▶ **Document excerpt**:
--
Employer liability for non-employee sexual harassment.
Hoft, John ; Thomson, Neal F.
CASE DESCRIPTION
The primary subject matter of this case sexual harassment. This
case has a difficulty level of three to four, and is appropriate for an
upper division, undergraduate level. This case is designed to be taught
in one class hour, and is expected to require two to three hours of
outside preparation by students.
CASE SYNOPSIS
This case examines the limits of employer responsibility for sexual
harassment of their employees. Title VII of the Civil Rights Act of 1964
prohibits discrimination based on race, color, religion, sex or national
origin. Sexual harassment is considered sex discrimination, and is
prohibited under this act (Meritor Savings Bank v. Vinson, 1986). A
majority of employers are well aware that sex harassment by supervisors
and co-workers is an unlawful employment practice that will subject the
employer to vicarious liability (Harris v. Forklift Systems, Inc.,
1993). Not so well known is the fact that sex harassment by
non-employees such as independent contractors, customers, clients, and
suppliers will also subject the employer to exposure for discrimination
liability (Lockard v. Pizza Hut, Inc., 1998). The following case
presents basic information about non-employee sexual harassment law,
followed by several vignettes. In each case, students are to evaluate
the vignette, determine whether sexual harassment has taken place, and
whether the employer can be held liable for the discriminatory acts of
non-employees.
INSTRUCTORS' NOTES
RECOMMENDATION FOR TEACHING APPROACHES
I have often found that students do not clearly understand the
concept of environmental sexual harassment, without seeing specific
examples. This case was designed to help clarify this particular issue,
in specific, those instances of sexual harassment by third parties, in a
manner that allows insightful discussion of the topic.
--
▶ **Given instruction A**:
Answer these questions about the case on non-employee sexual harassment:
(i) How much outside preparation are students expected to need?
(ii) Which court case is cited for sexual harassment being sex discrimination prohibited under Title VII?
(iii) What four kinds of non-employees does the synopsis list?
▶ **Given instruction B**: Extend the case on non-employee sexual harassment, picking up after its final sentence.
The data that comes next has no connection to the case on non-employee sexual harassment.

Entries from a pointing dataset
--
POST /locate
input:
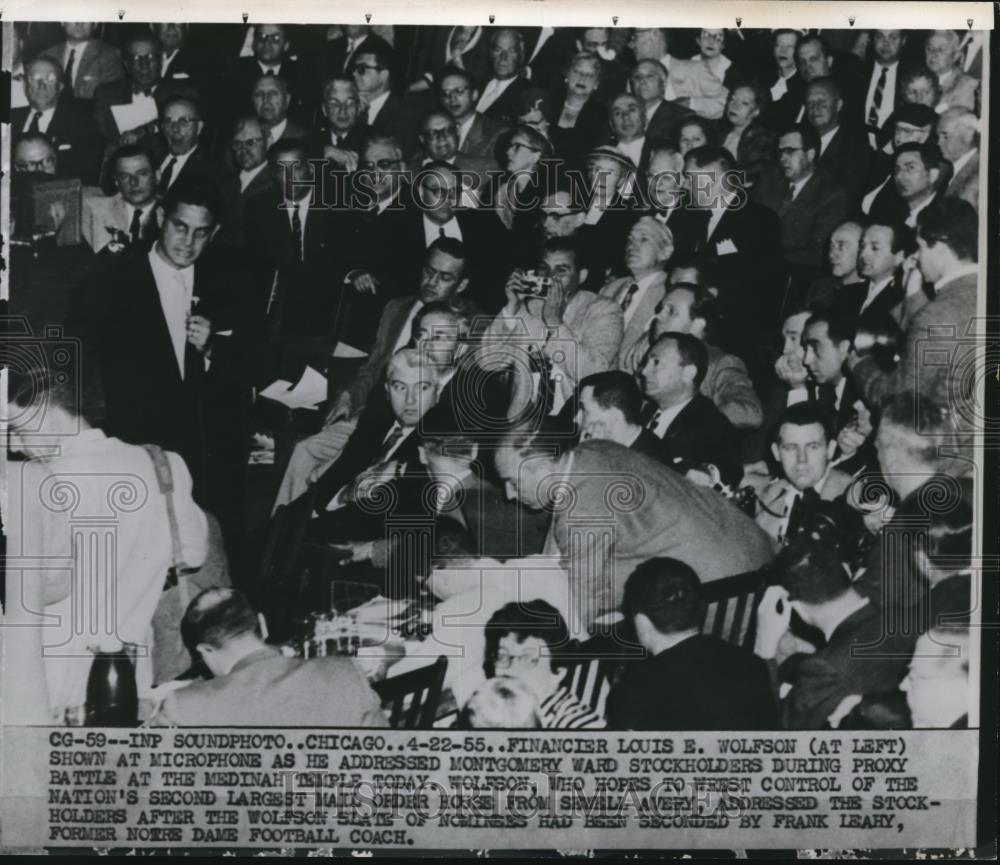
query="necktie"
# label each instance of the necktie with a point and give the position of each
(873, 112)
(297, 232)
(68, 71)
(626, 300)
(167, 175)
(135, 229)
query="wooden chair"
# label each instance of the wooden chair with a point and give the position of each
(413, 698)
(732, 603)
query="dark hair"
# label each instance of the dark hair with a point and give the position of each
(953, 222)
(692, 352)
(130, 151)
(535, 618)
(217, 616)
(668, 592)
(809, 136)
(197, 192)
(614, 388)
(812, 573)
(903, 239)
(806, 414)
(839, 328)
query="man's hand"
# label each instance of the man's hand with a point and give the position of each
(790, 370)
(340, 409)
(364, 283)
(353, 551)
(773, 616)
(199, 329)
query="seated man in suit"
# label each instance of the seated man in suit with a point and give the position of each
(626, 508)
(611, 408)
(254, 683)
(508, 79)
(649, 246)
(812, 582)
(803, 450)
(84, 62)
(688, 680)
(458, 95)
(958, 138)
(125, 218)
(809, 203)
(693, 309)
(271, 100)
(66, 121)
(696, 439)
--
▶ **Expected answer A**:
(i) Two to three hours.
(ii) Meritor Savings Bank v. Vinson, 1986.
(iii) Independent contractors, customers, clients, and suppliers.

▶ **Expected answer B**:
Generally, the approach I take is to divide the class up into small
groups, and assign them each one or more of the cases to discuss. Then
each group will present their determinations to the class, and we will
discuss, as a whole, whether the analysis picked up the important facets
of the case. Each of these cases is based on a specific real situation,
and have been decided in a court of law. The specifics of each case
follow:
GENERAL DISCUSSION POINTS
Employer liability for workplace environmental discrimination under
Title VII is usually based upon traditional notions of agency law which
ordinarily poses no difficulty in resulting employer liability because
the vast majority of environmental discrimination complaints are founded
upon the actions of the company's employees both co-workers and
supervisors (Faragher v. City of Boca Raton, 1998). However, imposing
liability upon the employer for the discriminatory acts of non-employees
is problematic (Berry v. Delta Airlines, 2001). Third party
non-employees typically cannot be considered an agent of the employer
and consequently the employer cannot be held liable for environmental
discrimination because of the acts of non-employees upon an agency
theory (Burlington Industries, Inc. v. Ellerth, 1998). The courts,
however, have ruled that employers are liable for harassing conduct by
non-employees "where the employer either ratifies or acquiesces in
the harassment by not taking immediate and/or corrective actions when it
knew or should have known of the conduct" (Folkerson v. Circus
Circus, 1997). The EEOC guidelines on the subject are in accord and
recite: "An employer may also be responsible for the acts of
non-employees, with respect to sexual harassment of employees in the
workplace, where the employer (or its agents or supervisory employees)
knows or should have known of the conduct and fails to take immediate
and appropriate corrective action" (29 CFR [section] 1604.11 (e),
1980). The courts, then, have applied a negligence theory of liability
to impose legal responsibility upon the employer of the victim of
discrimination as a result of the harassing acts of non-employees
(Little v. Windermere Relocation, Inc., 2001). "Thus, employers may
be held liable in these circumstances if they 'fail to remedy or
prevent a hostile or offensive work environment of which
management-level employees knew, or in the exercise of reasonable care
should have known" (Lockard v. Pizza Hut, Inc., 1998).
THE CASES
Complaint 1-The employee sales rep and a customer.
In Galdamez v. Potter, Galdamez, a US postal service employee,
alleged that she was subjected to a hostile work environment, due to her
Honduran ancestry and strong accent. She claimed harassment and
unwarranted discipline by supervisors, customers and community members.
While the initial court decision ruled against Galdamez, an appeals
court held that an employer may be liable for actionable harassment of
an employee by third parties if it failed to investigate and remedy the
harassment after learning of it. This decision creates a stand-alone
claim under Title VII for an employer's failure to investigate and
remedy harassment of its employees by third parties, such as customers
and community members. Galdamez v. Potter, 415 F.3d 1015 (9th Cir 2005).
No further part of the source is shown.